Exercise goal —
All that is wanted is a word-for-word copy of the data from its first line to the line containing "Intersection-audit request. Target: trash can", both included.

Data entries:
>>>>>

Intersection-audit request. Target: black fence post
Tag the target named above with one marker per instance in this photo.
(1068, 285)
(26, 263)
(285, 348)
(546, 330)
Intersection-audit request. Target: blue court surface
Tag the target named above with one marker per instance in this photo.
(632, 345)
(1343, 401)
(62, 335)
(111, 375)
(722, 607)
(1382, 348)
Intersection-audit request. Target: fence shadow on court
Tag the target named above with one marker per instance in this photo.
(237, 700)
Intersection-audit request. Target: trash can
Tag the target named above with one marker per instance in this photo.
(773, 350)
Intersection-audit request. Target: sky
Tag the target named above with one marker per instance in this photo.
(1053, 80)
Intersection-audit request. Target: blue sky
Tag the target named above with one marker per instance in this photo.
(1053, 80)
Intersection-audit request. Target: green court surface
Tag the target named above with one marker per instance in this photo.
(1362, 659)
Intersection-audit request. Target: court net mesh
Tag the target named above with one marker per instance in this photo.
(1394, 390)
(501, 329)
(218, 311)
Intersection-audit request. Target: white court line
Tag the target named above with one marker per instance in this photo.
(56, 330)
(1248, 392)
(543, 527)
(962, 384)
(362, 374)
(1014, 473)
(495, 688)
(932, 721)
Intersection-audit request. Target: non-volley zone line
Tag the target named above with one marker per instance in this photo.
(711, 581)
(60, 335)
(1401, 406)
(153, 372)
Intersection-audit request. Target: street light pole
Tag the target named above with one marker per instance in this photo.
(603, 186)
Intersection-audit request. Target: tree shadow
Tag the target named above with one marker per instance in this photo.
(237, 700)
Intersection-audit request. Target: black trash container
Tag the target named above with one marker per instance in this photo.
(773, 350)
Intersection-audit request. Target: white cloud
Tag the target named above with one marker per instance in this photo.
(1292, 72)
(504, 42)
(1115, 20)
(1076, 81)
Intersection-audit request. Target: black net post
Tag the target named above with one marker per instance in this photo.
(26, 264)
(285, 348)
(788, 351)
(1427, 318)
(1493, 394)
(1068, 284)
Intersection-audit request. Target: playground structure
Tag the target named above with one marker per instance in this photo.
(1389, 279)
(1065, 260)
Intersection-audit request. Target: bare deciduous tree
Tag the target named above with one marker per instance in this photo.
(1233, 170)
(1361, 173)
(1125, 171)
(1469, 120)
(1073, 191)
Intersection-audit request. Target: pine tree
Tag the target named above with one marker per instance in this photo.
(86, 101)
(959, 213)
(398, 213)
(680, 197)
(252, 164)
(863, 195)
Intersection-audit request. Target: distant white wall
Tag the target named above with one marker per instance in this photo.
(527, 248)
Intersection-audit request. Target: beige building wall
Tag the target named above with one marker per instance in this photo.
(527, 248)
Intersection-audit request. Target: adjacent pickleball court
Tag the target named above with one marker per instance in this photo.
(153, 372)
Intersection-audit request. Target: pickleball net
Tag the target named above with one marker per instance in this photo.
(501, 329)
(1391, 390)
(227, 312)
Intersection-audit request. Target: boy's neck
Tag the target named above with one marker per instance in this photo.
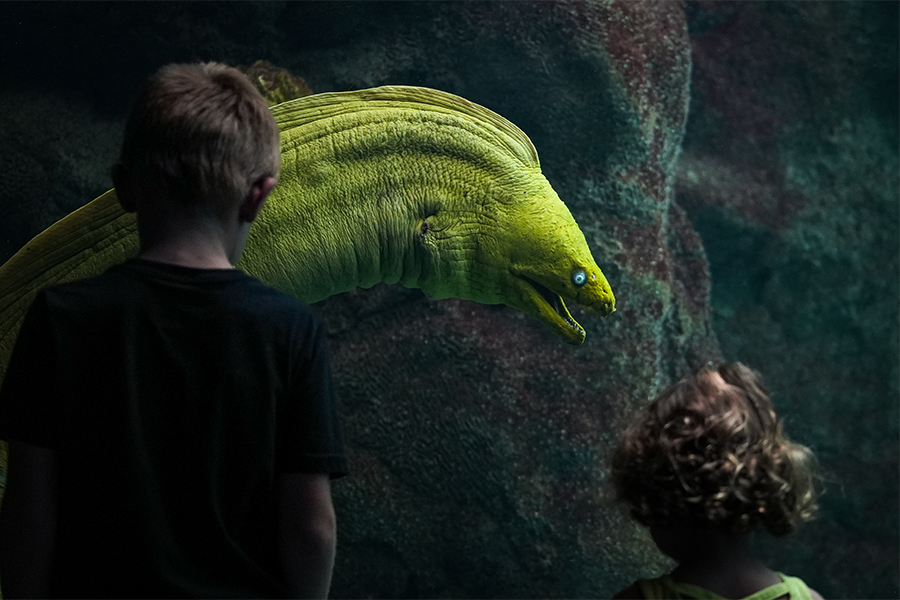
(198, 247)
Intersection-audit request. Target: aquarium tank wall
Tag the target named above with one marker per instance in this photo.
(734, 168)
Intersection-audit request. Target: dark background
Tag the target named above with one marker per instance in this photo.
(479, 442)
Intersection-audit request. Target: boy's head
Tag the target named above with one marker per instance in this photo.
(196, 140)
(711, 450)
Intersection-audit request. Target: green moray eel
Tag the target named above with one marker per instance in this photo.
(391, 184)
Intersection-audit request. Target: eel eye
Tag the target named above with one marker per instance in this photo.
(579, 277)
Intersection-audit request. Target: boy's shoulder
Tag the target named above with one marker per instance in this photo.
(138, 281)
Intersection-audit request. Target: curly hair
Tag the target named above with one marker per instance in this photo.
(711, 448)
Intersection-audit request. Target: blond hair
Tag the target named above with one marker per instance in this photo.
(198, 136)
(712, 448)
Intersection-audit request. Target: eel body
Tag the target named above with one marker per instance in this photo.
(390, 184)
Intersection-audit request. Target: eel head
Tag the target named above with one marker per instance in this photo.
(524, 249)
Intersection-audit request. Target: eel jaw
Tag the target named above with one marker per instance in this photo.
(550, 308)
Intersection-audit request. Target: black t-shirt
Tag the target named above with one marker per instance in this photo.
(172, 397)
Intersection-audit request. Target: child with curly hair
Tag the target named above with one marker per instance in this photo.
(704, 466)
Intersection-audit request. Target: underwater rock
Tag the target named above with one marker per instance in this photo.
(790, 174)
(275, 84)
(478, 441)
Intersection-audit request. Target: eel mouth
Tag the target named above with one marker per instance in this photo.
(558, 317)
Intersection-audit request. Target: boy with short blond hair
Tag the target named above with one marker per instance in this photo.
(171, 422)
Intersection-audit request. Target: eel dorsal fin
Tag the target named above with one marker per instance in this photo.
(328, 105)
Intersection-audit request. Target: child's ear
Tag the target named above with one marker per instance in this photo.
(120, 182)
(255, 198)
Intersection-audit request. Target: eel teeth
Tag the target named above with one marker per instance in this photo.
(556, 303)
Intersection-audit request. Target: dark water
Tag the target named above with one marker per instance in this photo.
(734, 167)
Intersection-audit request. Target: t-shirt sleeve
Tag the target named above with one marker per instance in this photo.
(308, 436)
(27, 394)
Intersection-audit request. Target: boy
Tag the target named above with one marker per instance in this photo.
(171, 425)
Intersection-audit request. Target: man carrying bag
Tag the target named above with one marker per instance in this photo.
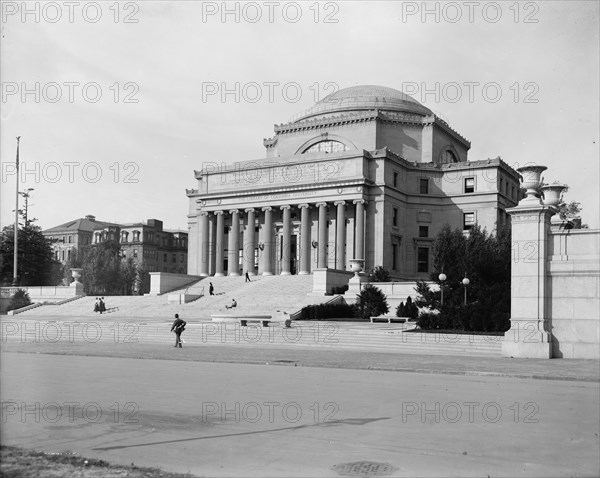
(178, 327)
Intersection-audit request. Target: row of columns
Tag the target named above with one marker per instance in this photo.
(249, 239)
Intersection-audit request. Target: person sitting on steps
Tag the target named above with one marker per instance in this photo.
(233, 304)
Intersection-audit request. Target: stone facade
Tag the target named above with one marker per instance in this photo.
(367, 173)
(147, 244)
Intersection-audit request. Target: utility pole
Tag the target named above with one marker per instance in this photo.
(15, 258)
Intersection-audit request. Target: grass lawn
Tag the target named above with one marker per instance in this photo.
(18, 462)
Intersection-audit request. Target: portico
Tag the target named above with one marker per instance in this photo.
(290, 238)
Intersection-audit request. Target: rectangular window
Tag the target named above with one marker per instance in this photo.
(469, 185)
(468, 220)
(423, 259)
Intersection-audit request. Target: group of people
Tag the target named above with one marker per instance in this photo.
(99, 306)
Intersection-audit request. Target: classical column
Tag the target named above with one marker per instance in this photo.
(219, 245)
(203, 219)
(233, 261)
(249, 243)
(304, 239)
(359, 232)
(268, 248)
(322, 251)
(212, 237)
(286, 241)
(340, 243)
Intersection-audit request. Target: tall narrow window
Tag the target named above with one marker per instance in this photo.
(468, 220)
(469, 185)
(423, 259)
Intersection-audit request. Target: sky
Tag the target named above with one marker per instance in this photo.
(117, 103)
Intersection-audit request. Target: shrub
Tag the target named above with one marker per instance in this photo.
(379, 274)
(19, 299)
(371, 302)
(339, 289)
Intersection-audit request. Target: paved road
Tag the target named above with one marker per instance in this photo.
(216, 419)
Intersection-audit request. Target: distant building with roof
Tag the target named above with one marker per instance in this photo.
(367, 173)
(148, 244)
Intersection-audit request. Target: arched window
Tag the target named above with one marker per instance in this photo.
(448, 157)
(327, 146)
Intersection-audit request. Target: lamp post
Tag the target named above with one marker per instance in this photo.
(26, 194)
(16, 240)
(442, 278)
(465, 283)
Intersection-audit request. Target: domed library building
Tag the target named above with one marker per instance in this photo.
(367, 173)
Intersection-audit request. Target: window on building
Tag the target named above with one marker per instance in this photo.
(469, 185)
(448, 157)
(468, 220)
(423, 259)
(328, 146)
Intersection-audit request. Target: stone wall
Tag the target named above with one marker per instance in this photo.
(574, 293)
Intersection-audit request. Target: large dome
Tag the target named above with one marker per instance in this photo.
(365, 97)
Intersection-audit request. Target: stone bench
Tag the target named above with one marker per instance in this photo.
(388, 318)
(243, 319)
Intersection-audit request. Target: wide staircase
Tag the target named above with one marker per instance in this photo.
(263, 295)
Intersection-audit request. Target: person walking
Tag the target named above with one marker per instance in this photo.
(178, 327)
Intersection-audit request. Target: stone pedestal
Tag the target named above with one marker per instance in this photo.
(528, 336)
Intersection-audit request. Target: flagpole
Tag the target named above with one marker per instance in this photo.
(15, 277)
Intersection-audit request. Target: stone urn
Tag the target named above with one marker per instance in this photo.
(553, 193)
(532, 178)
(356, 266)
(76, 273)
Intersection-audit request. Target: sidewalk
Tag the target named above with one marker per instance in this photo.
(553, 369)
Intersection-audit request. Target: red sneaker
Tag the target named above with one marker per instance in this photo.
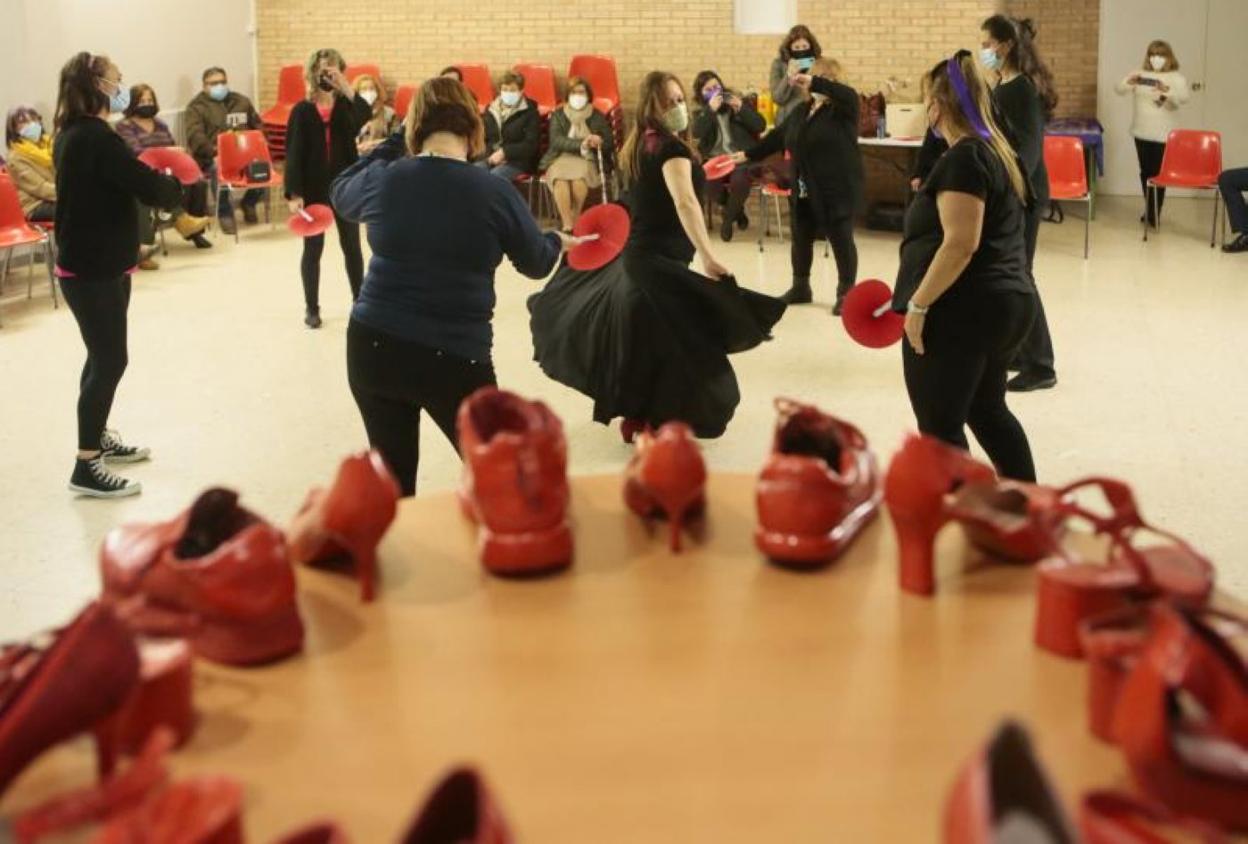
(667, 477)
(216, 574)
(818, 490)
(350, 520)
(516, 482)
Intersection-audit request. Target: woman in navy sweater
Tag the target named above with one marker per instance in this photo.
(419, 335)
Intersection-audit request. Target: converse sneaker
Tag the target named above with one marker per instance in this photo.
(92, 478)
(119, 452)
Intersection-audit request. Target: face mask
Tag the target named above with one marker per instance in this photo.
(677, 117)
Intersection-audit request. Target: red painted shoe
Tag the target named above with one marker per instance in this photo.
(217, 574)
(920, 476)
(516, 482)
(1002, 794)
(667, 477)
(818, 490)
(350, 520)
(70, 682)
(1071, 588)
(461, 810)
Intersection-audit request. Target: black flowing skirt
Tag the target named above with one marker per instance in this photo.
(648, 338)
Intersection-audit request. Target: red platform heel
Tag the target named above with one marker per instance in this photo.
(1002, 794)
(919, 477)
(667, 477)
(70, 682)
(216, 574)
(818, 490)
(516, 482)
(461, 810)
(350, 520)
(1071, 589)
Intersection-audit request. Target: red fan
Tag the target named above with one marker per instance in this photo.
(609, 226)
(172, 162)
(311, 220)
(869, 316)
(719, 166)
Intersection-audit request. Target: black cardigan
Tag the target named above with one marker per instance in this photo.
(308, 170)
(97, 181)
(825, 151)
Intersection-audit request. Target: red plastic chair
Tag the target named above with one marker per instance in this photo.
(1068, 175)
(478, 80)
(1193, 160)
(539, 85)
(15, 231)
(235, 151)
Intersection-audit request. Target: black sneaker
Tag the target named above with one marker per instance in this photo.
(92, 478)
(1025, 382)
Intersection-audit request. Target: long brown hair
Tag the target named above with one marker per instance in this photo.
(79, 94)
(650, 106)
(940, 90)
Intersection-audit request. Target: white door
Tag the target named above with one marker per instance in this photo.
(1126, 29)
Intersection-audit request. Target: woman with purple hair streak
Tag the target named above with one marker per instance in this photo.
(964, 284)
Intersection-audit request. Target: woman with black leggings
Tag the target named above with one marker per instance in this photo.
(964, 281)
(419, 336)
(97, 182)
(320, 144)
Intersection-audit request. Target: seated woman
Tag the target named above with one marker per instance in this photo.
(578, 131)
(142, 130)
(513, 129)
(30, 164)
(725, 124)
(382, 124)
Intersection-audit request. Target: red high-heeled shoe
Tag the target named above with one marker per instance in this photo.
(1002, 793)
(1071, 589)
(216, 574)
(73, 682)
(461, 810)
(818, 490)
(348, 520)
(516, 482)
(1179, 719)
(919, 477)
(667, 477)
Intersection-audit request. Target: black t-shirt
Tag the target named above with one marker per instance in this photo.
(655, 222)
(1000, 264)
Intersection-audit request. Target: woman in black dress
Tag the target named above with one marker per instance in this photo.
(821, 139)
(647, 337)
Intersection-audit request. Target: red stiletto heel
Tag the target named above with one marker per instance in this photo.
(667, 477)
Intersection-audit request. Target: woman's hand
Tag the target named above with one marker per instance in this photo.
(915, 322)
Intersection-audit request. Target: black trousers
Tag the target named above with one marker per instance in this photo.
(961, 377)
(99, 306)
(1036, 353)
(310, 265)
(393, 380)
(840, 235)
(1150, 154)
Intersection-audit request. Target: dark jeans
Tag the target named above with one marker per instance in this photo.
(1233, 184)
(961, 377)
(99, 306)
(1150, 154)
(310, 265)
(840, 235)
(1036, 353)
(393, 380)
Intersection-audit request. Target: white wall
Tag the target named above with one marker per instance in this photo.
(164, 43)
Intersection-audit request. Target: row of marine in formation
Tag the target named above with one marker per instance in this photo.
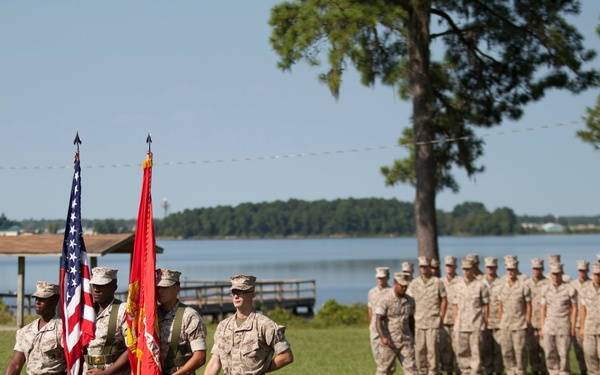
(483, 322)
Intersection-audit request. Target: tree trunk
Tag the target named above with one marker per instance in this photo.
(422, 98)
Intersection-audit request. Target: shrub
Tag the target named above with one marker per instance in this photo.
(286, 318)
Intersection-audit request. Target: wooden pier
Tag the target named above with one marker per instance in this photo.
(211, 297)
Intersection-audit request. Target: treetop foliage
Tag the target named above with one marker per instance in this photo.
(497, 56)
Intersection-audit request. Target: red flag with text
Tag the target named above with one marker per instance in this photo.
(142, 333)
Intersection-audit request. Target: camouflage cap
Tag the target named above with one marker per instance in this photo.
(537, 263)
(166, 278)
(553, 258)
(449, 260)
(407, 267)
(381, 272)
(556, 267)
(242, 282)
(45, 290)
(511, 264)
(583, 265)
(491, 262)
(103, 275)
(402, 278)
(424, 261)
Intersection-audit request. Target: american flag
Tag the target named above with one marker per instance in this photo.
(75, 296)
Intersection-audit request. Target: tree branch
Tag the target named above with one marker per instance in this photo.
(460, 34)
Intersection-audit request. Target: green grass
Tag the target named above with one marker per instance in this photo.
(327, 351)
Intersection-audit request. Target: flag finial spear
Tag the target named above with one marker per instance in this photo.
(77, 142)
(149, 141)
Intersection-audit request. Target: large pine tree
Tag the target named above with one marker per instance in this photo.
(496, 56)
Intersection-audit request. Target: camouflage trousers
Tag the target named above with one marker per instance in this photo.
(468, 352)
(514, 351)
(557, 348)
(491, 355)
(578, 348)
(427, 349)
(374, 336)
(447, 354)
(537, 358)
(402, 349)
(375, 345)
(591, 348)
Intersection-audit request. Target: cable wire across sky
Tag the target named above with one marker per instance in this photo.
(307, 154)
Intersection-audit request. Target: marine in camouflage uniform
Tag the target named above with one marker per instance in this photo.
(491, 355)
(559, 309)
(248, 343)
(514, 299)
(471, 314)
(589, 330)
(382, 274)
(451, 280)
(392, 319)
(39, 344)
(537, 283)
(476, 271)
(100, 354)
(429, 295)
(178, 322)
(583, 268)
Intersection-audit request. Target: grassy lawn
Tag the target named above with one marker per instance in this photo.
(329, 351)
(316, 351)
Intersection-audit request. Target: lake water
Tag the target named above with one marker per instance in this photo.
(344, 269)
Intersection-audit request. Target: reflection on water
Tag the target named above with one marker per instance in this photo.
(343, 268)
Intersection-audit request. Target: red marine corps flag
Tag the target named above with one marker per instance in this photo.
(142, 333)
(75, 293)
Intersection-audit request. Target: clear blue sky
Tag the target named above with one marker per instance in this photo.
(201, 76)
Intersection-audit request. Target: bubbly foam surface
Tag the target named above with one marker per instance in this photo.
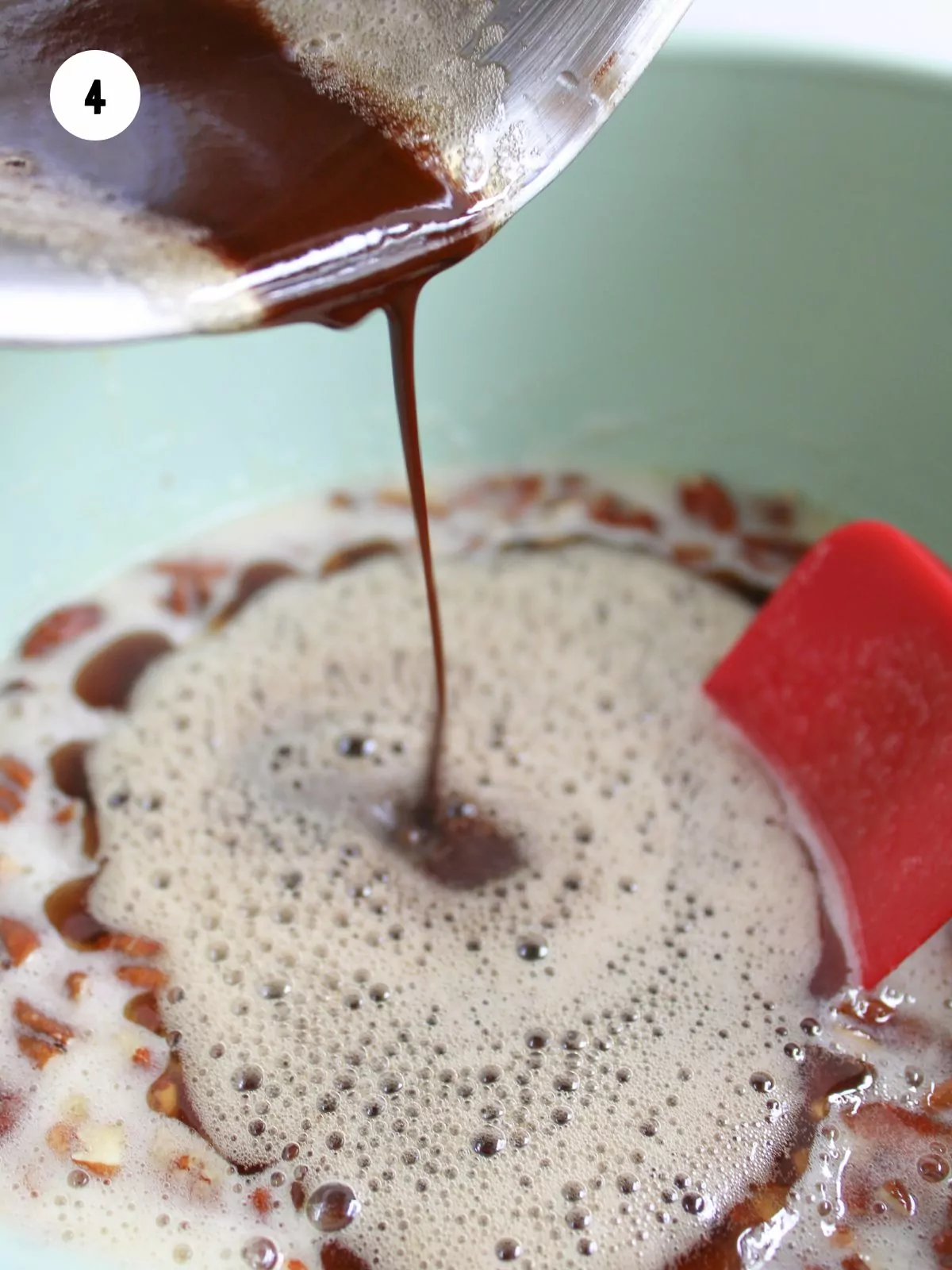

<<<<<

Solution to this problem —
Intersection-audit request. Target: black fence post
Tag the target named above with one marker per instance in this photo.
(1068, 285)
(26, 263)
(285, 348)
(546, 330)
Intersection-audit request. Target: blue court surface
Tag the target named above with one marker per instance in this photo.
(632, 345)
(1343, 401)
(62, 335)
(111, 375)
(722, 607)
(1382, 348)
Intersection-audit request. Target: fence shadow on court
Tag the target named above with one marker per instance in this photo.
(237, 700)
Intersection-audit request. Target: trash can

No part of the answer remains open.